Extract:
# False Bottom Alternative



## Kaity (Sep 18, 2010)

So all the local suppliers of egg crate have been out for months and there's no sign of more coming anytime soon. Do any of you have ideas for alternatives? I was thinking maybe spray some Great Stuff in the bottom and surround it with gravel. Would that work?


----------



## kinison (Jul 1, 2010)

You check the light diffuser section at lowes or home depot?


----------



## Frank H (Nov 3, 2005)

buy some leca balls also known as hydroton. You can find it at your local hydroponic store, or online at a few of our site sponsors (Jungle Box Online - Frogs, Vivarium Supplies, Feeders and Tropical Plants has some). It is a light weight alternative to rocks.


----------



## Kaity (Sep 18, 2010)

kinison said:


> You check the light diffuser section at lowes or home depot?


I looked at Home Depot and they had no idea what I was talking about. I just looked on Lowes website and cant find it either. Do they call it something I'm not thinking of?


----------



## Okapi (Oct 12, 2007)

Try a hardware store in nearby city. Use google earth or mapquest or something to find another home depot or lowes or whatever nearby.

If worst comes to worst, you could try using under gravel filter plates from a pet store.


----------



## Kaity (Sep 18, 2010)

I have hydroballs but wanted the black rock look showing on the outside. Maybe I would build a "retaining wall" about 2" shorted in either direction and fill it with hydroballs and the outside with the black rock.


----------



## tclipse (Sep 19, 2009)

ask for light louvre @ home depot. it's in the same section as the plastic covers that go over the fluorescent lights in schools and other big buildings.


----------



## Frank H (Nov 3, 2005)

Dang. After searching for far too long (like 20 minutes I wont ever get back haha) at home depot and lowes I think I finally found the 'eggcrate' or light diffuser. Shop OPTIX 47-3/4" x 23-3/4" Clear Ceiling Light Panel at Lowes.com

From the picture it looks like it, but not absolutely sure thats it.

Dataset extracts with box labels

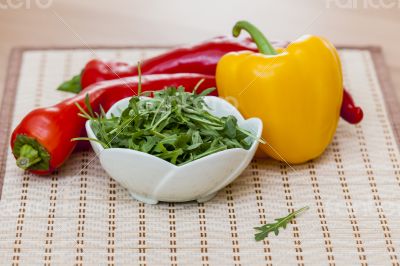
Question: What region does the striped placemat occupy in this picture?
[0,47,400,265]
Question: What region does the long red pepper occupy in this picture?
[59,37,363,124]
[11,74,215,174]
[59,36,287,92]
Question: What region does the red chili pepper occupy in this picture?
[340,88,364,124]
[11,74,215,174]
[58,36,264,93]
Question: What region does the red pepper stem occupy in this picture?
[232,20,278,55]
[17,144,42,170]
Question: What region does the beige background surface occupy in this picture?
[0,0,400,103]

Short exercise:
Please copy the entire false bottom thread word for word. The records are separate from the false bottom thread.

Answer to the exercise:
# False Bottom Alternative



## Kaity (Sep 18, 2010)

So all the local suppliers of egg crate have been out for months and there's no sign of more coming anytime soon. Do any of you have ideas for alternatives? I was thinking maybe spray some Great Stuff in the bottom and surround it with gravel. Would that work?


----------



## kinison (Jul 1, 2010)

You check the light diffuser section at lowes or home depot?


----------



## Frank H (Nov 3, 2005)

buy some leca balls also known as hydroton. You can find it at your local hydroponic store, or online at a few of our site sponsors (Jungle Box Online - Frogs, Vivarium Supplies, Feeders and Tropical Plants has some). It is a light weight alternative to rocks.


----------



## Kaity (Sep 18, 2010)

kinison said:


> You check the light diffuser section at lowes or home depot?


I looked at Home Depot and they had no idea what I was talking about. I just looked on Lowes website and cant find it either. Do they call it something I'm not thinking of?


----------



## Okapi (Oct 12, 2007)

Try a hardware store in nearby city. Use google earth or mapquest or something to find another home depot or lowes or whatever nearby.

If worst comes to worst, you could try using under gravel filter plates from a pet store.


----------



## Kaity (Sep 18, 2010)

I have hydroballs but wanted the black rock look showing on the outside. Maybe I would build a "retaining wall" about 2" shorted in either direction and fill it with hydroballs and the outside with the black rock.


----------



## tclipse (Sep 19, 2009)

ask for light louvre @ home depot. it's in the same section as the plastic covers that go over the fluorescent lights in schools and other big buildings.


----------



## Frank H (Nov 3, 2005)

Dang. After searching for far too long (like 20 minutes I wont ever get back haha) at home depot and lowes I think I finally found the 'eggcrate' or light diffuser. Shop OPTIX 47-3/4" x 23-3/4" Clear Ceiling Light Panel at Lowes.com

From the picture it looks like it, but not absolutely sure thats it.